Kayak your bait out, about 400 feet.


----------



## Pier#r (Oct 2, 2007)

That's a (non technical) term for the longshore sandbar that roughly parallels the coastal beach about 100 yards out from the shoreline.


----------



## Charlie2 (Oct 2, 2007)

*Second Sandbar*

Anyone with the proper equipment and technique can cast to, and over, the second sandbar.

Sometimes; the fish are even closer. C2


----------



## jcallaham (Dec 13, 2009)

that area was absolutely loaded with slimy little catfish yesterday.


----------



## Lexcore (May 5, 2012)

:thumbsup:


Pier#r said:


> That's a (non technical) term for the longshore sandbar that roughly parallels the coastal beach about 100 yards out from the shoreline.


Thank you I always wondered that my self, learning new things every day on this forum :thumbsup:


----------



## slipfloater (May 29, 2013)

Can I wade out past that first trough and stand on second bar and cast?


----------



## FlatsBoy10 (Dec 31, 2012)

You sure can but most of the time the beach break will kill u and kill ur reel... find a spot off beach where the second bar is pretty close and Wade out and throw as far as you can and walk it back in to shore... set drag pretty loose and wait...have had a lot of success this way with cut mullet and Carolina rig


----------



## NoMoSurf (Oct 2, 2007)

Or learn to pendulum cast a 12-15ft rod and get it well over the bar and never get your feet wet...


----------



## Blazerz65 (Mar 22, 2013)

Where are you guys getting your cut mullet from? Can you get them within cast net reach of the beach? Im at my condo in Topsl, right by sandestin. Im fishing right out their by the beach. I can never see any mullet nor any skippies or blues. Do i need to go to the baytown warf pier and cast net their for mullet?


----------



## startzc (Feb 4, 2013)

Hot spots has mullet most of the time.


----------



## Blazerz65 (Mar 22, 2013)

startzc said:


> Hot spots has mullet most of the time.


What is hot spots?


----------



## andrethegiant (Sep 14, 2010)

NoMoSurf said:


> Or learn to pendulum cast a 12-15ft rod and get it well over the bar and never get your feet wet...

= = = = =

§ **Task list**:
a. In the sandbar fishing thread, about how far from the shoreline does Pier#r say the longshore sandbar lies?
b. Resume the sandbar fishing thread from the point where it stops.
The items are separate from the sandbar fishing thread.

§ **Information shown**:
= = = = =

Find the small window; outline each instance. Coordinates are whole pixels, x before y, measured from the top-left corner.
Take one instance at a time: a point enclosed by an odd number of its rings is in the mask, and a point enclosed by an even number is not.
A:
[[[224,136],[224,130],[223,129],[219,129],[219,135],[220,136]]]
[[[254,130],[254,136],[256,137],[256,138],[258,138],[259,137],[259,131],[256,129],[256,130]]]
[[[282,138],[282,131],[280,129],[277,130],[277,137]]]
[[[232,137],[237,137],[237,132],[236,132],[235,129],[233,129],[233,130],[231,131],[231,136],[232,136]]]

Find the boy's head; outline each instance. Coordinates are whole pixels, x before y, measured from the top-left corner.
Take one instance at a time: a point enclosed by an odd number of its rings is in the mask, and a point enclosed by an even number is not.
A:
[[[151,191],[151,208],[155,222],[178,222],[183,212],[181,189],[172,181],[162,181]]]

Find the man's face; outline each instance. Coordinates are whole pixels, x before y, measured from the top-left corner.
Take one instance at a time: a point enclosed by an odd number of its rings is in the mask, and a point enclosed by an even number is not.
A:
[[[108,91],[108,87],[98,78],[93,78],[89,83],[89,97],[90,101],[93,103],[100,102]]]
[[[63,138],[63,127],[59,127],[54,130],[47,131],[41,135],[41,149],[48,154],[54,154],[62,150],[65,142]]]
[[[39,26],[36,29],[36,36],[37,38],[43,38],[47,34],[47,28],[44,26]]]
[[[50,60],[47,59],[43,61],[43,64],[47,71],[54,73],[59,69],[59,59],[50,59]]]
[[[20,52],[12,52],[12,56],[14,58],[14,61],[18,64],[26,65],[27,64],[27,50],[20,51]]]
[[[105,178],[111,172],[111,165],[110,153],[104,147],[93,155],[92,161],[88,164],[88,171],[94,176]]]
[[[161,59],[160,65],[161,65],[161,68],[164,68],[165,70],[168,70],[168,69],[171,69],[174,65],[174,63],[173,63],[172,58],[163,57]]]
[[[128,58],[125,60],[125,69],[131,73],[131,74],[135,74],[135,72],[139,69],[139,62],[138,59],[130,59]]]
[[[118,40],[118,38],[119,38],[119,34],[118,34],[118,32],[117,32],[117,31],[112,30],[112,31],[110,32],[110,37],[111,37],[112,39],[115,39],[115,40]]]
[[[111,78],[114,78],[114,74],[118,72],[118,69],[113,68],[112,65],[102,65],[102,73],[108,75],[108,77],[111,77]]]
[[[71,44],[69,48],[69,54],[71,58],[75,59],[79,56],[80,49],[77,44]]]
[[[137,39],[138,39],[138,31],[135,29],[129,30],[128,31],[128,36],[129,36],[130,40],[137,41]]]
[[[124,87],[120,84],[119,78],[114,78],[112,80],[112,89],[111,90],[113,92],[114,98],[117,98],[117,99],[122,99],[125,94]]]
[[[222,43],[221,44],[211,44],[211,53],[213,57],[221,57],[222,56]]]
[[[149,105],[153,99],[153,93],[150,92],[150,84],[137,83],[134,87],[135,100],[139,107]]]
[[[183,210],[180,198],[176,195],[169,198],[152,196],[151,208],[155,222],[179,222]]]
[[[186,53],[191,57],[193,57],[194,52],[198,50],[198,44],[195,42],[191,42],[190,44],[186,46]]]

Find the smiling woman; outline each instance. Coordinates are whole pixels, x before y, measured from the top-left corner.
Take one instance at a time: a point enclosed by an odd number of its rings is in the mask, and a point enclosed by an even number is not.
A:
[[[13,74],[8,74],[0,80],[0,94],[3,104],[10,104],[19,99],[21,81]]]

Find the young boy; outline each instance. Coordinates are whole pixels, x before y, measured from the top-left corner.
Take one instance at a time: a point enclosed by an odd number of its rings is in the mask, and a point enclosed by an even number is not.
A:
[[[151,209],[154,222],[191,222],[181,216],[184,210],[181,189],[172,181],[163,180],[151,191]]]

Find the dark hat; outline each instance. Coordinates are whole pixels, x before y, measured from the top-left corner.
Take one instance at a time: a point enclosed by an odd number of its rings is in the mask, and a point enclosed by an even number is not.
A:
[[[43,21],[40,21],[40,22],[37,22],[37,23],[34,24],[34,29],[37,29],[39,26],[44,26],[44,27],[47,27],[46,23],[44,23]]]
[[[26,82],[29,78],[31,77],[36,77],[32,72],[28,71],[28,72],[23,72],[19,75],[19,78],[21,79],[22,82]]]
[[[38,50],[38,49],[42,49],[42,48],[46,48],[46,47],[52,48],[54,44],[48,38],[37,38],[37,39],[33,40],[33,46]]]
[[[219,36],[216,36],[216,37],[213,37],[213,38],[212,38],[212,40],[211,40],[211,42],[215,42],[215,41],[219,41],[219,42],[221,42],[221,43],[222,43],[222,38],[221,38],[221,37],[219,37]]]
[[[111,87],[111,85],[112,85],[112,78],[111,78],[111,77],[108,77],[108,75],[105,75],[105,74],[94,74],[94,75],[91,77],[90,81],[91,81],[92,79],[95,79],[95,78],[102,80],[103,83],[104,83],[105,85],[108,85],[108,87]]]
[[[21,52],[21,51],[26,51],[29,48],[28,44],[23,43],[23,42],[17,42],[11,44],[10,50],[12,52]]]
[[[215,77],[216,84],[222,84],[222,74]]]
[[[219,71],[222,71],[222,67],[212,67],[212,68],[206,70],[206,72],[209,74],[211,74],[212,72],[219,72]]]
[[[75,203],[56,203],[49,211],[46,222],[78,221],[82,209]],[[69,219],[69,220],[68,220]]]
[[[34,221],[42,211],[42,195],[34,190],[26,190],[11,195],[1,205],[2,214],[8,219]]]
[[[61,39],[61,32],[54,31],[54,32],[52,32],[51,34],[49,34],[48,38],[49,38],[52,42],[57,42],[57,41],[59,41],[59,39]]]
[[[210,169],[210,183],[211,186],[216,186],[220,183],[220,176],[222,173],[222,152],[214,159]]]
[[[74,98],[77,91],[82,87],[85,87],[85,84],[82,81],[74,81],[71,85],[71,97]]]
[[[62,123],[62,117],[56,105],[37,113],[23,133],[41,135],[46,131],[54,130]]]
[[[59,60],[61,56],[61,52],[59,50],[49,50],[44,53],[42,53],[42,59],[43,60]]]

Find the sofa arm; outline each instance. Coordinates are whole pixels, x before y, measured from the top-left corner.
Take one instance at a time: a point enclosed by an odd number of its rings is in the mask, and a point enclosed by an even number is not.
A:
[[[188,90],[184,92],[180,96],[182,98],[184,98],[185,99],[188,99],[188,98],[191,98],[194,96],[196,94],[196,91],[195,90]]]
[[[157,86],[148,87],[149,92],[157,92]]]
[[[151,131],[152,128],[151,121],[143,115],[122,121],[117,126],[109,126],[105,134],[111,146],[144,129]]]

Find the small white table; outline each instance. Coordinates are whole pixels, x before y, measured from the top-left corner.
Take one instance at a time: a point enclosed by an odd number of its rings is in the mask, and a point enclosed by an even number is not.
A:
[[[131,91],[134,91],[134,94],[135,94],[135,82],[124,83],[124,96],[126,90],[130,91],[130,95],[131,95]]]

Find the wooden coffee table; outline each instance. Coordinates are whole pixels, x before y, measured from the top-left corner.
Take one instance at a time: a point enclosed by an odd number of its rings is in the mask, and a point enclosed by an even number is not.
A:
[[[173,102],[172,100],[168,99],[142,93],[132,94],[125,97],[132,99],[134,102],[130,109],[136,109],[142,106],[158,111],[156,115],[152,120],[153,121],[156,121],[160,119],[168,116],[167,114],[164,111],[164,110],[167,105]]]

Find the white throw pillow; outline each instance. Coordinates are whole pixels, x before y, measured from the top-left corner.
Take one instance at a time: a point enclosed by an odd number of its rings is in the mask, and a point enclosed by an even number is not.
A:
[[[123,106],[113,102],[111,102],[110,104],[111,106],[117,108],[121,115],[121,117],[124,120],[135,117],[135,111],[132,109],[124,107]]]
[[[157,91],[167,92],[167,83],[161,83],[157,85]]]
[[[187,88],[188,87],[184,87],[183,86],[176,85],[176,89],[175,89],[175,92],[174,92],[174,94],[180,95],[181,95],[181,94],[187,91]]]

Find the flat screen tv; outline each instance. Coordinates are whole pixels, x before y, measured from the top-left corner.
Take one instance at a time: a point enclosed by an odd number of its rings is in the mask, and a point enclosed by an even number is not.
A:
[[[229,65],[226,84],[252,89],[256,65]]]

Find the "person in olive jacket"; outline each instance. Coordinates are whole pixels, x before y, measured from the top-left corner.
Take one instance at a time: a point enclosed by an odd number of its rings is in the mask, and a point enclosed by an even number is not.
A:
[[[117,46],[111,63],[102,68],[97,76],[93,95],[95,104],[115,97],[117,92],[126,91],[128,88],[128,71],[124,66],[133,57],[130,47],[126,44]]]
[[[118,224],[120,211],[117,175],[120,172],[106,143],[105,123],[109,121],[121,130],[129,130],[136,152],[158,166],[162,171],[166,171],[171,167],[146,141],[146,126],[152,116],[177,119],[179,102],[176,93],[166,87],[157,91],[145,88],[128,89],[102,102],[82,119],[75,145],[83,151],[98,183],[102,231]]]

= = = = =

§ **Task responses**:
a. About 100 yards out.

b.
This
Or I whip cast with my 10' rod and can make it out past the second bar also but I lose some leaders casting that way so I don't do it unless its to rough to wade out


----------



## andrethegiant (Sep 14, 2010)

Blazerz65 said:


> What is hot spots?


Hot spots bait and tackle in gulf breeze, once you cross the 3 mile bridge coming from pcola


----------



## RfmTX (Jun 5, 2013)

Got some big pompano bites today just inside the first sandbar. No long range cast required. Lost a huge one when I had fought in close (I could see it). It turned and ran away from the shore and broke the line. Poor guy was left carrying a two ounce pyramid and a pompano rig.
Almost immediately got a hit on the second pole. Successfully landed that one. Nice 13". Will try to post a pic later


----------



## Charlie2 (Oct 2, 2007)

*Second Bar*

Pompano aren't always at the Second Bar!

I have caught them when they were coming into knee-deep water to 'snatch' sand fleas. 

I use a jig as a locator to check all depths from beyond the second bar to the wash. C2


----------



## lowprofile (Jan 6, 2013)

Charlie2 said:


> Pompano aren't always at the Second Bar!
> 
> I have caught them when they were coming into knee-deep water to 'snatch' sand fleas.
> 
> I use a jig as a locator to check all depths from beyond the second bar to the wash. C2



this is true.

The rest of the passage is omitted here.